**Exercise objective:** List each line of the items below that contains the word "window", copying every such line in full.

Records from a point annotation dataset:
::::::::

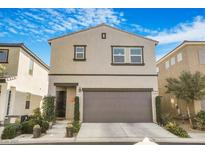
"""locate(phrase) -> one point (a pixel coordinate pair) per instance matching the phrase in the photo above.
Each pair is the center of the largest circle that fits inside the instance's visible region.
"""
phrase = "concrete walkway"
(91, 132)
(54, 135)
(110, 133)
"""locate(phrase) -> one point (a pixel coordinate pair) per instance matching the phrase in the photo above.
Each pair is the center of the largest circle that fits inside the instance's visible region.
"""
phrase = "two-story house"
(112, 71)
(188, 56)
(24, 82)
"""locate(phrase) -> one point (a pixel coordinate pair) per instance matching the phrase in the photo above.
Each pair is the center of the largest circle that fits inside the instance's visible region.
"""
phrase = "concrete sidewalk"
(111, 134)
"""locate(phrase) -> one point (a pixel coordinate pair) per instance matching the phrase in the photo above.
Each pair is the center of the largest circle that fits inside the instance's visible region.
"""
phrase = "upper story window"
(103, 35)
(4, 55)
(28, 99)
(118, 55)
(173, 61)
(179, 57)
(127, 55)
(136, 55)
(167, 64)
(30, 71)
(157, 69)
(201, 54)
(79, 52)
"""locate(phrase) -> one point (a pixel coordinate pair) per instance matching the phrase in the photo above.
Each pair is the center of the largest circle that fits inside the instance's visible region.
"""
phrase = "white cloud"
(41, 22)
(34, 16)
(139, 28)
(2, 34)
(12, 30)
(194, 30)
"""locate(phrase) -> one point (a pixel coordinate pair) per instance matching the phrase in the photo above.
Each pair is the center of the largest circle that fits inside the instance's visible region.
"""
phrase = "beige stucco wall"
(98, 53)
(36, 84)
(13, 59)
(190, 63)
(98, 61)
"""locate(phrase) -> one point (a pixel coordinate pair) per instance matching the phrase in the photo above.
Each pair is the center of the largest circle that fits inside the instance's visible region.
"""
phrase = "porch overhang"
(4, 78)
(65, 84)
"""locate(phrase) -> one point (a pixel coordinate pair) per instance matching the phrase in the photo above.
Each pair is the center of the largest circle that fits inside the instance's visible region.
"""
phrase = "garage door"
(117, 106)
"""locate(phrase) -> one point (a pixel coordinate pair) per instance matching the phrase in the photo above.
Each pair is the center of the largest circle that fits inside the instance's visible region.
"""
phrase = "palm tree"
(189, 87)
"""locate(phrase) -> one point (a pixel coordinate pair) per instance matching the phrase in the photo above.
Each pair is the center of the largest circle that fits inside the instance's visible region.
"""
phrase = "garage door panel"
(117, 107)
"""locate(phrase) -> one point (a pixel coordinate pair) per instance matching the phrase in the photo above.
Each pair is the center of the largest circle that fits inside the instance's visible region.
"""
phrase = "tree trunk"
(189, 116)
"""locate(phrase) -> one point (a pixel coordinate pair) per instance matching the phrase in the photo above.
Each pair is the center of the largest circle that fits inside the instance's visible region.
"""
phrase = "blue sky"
(35, 26)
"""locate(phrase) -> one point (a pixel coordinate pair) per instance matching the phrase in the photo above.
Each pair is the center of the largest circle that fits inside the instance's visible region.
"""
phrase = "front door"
(60, 104)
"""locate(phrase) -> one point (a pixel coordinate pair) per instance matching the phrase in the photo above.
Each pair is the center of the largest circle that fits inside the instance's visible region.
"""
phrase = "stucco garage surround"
(117, 105)
(109, 82)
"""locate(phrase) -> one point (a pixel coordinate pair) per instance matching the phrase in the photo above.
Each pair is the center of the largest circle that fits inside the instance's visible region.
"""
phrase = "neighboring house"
(112, 71)
(24, 83)
(188, 56)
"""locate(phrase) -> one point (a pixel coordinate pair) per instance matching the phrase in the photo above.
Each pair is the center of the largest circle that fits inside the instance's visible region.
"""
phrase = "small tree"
(2, 69)
(49, 108)
(158, 109)
(189, 87)
(76, 109)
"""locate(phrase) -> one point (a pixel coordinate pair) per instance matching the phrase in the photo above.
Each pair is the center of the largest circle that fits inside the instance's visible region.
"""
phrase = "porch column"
(154, 94)
(3, 101)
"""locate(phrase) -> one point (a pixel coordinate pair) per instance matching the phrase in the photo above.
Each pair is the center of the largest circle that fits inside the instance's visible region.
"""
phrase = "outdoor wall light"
(172, 100)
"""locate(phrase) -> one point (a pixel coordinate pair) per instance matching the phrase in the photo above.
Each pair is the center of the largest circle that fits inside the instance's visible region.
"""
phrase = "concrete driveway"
(125, 132)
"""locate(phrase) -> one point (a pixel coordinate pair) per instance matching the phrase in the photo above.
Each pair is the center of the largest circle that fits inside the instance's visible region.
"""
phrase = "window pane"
(135, 51)
(179, 57)
(27, 105)
(136, 59)
(79, 49)
(172, 60)
(167, 65)
(118, 51)
(31, 67)
(119, 59)
(80, 55)
(201, 56)
(3, 56)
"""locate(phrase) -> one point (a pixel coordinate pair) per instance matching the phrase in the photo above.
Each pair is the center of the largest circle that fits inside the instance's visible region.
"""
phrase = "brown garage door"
(117, 106)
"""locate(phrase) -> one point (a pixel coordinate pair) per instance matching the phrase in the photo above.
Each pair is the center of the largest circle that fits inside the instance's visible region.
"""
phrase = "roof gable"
(50, 40)
(184, 43)
(21, 45)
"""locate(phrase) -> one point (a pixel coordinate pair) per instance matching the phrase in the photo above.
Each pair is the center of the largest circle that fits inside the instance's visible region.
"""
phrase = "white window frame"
(173, 61)
(135, 55)
(179, 57)
(31, 67)
(81, 52)
(157, 69)
(167, 65)
(7, 54)
(113, 55)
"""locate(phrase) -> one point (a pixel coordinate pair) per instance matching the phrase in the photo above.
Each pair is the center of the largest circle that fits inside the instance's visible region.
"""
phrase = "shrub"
(49, 108)
(158, 109)
(175, 129)
(200, 120)
(44, 126)
(11, 131)
(166, 118)
(27, 126)
(76, 109)
(76, 126)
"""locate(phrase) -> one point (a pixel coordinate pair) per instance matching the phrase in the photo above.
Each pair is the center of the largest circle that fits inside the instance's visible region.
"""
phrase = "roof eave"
(50, 40)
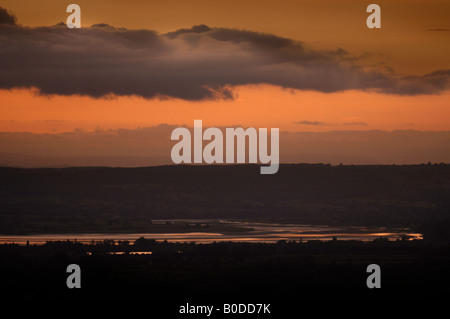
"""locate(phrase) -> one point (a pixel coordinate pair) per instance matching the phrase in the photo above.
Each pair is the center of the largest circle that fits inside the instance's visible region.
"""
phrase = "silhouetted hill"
(127, 199)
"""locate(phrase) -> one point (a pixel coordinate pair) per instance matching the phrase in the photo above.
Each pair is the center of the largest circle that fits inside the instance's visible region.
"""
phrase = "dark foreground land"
(283, 273)
(127, 200)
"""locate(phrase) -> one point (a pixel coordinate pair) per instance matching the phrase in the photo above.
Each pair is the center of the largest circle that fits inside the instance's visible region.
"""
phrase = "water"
(261, 232)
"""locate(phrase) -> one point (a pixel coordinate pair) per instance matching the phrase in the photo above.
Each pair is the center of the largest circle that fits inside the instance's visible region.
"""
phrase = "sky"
(311, 68)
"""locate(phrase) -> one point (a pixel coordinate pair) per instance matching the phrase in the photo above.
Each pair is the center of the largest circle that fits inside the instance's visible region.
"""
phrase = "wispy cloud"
(314, 123)
(438, 29)
(355, 123)
(192, 64)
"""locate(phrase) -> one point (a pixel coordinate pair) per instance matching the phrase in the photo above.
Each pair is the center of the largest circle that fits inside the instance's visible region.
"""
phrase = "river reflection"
(258, 232)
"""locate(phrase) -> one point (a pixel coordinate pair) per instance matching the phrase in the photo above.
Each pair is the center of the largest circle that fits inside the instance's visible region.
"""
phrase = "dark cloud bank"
(192, 64)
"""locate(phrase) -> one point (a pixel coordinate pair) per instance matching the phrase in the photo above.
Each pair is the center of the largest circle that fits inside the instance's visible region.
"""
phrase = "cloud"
(7, 17)
(438, 29)
(192, 64)
(315, 123)
(355, 123)
(152, 146)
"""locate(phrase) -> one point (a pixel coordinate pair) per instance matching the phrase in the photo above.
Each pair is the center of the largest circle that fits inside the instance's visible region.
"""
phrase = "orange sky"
(406, 44)
(347, 110)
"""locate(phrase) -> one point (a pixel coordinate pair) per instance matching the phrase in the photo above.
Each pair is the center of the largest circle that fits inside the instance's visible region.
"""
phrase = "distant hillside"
(127, 199)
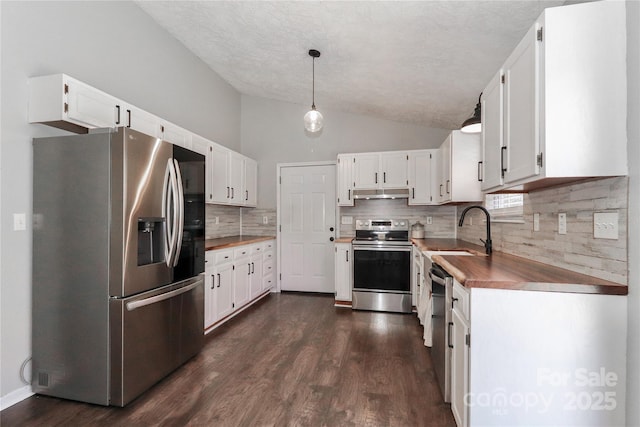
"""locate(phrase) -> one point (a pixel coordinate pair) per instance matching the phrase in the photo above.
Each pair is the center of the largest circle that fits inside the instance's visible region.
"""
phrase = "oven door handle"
(383, 248)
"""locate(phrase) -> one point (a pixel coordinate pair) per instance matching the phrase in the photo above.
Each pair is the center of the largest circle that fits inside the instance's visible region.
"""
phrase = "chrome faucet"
(487, 243)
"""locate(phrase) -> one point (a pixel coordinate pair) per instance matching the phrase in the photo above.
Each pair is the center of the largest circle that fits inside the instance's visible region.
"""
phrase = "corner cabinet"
(61, 101)
(345, 179)
(235, 278)
(344, 272)
(556, 111)
(458, 169)
(420, 177)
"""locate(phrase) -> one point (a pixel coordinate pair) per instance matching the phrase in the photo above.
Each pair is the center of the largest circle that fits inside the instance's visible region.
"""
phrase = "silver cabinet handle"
(152, 300)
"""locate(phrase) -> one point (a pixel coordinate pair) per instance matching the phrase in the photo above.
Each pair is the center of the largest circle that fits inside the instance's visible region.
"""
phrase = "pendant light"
(313, 120)
(473, 124)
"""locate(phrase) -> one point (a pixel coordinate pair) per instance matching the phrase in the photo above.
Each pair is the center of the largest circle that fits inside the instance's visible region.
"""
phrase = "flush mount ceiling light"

::::::::

**Written reply:**
phrase = "upper story window"
phrase = "window pane"
phrase = "white window frame"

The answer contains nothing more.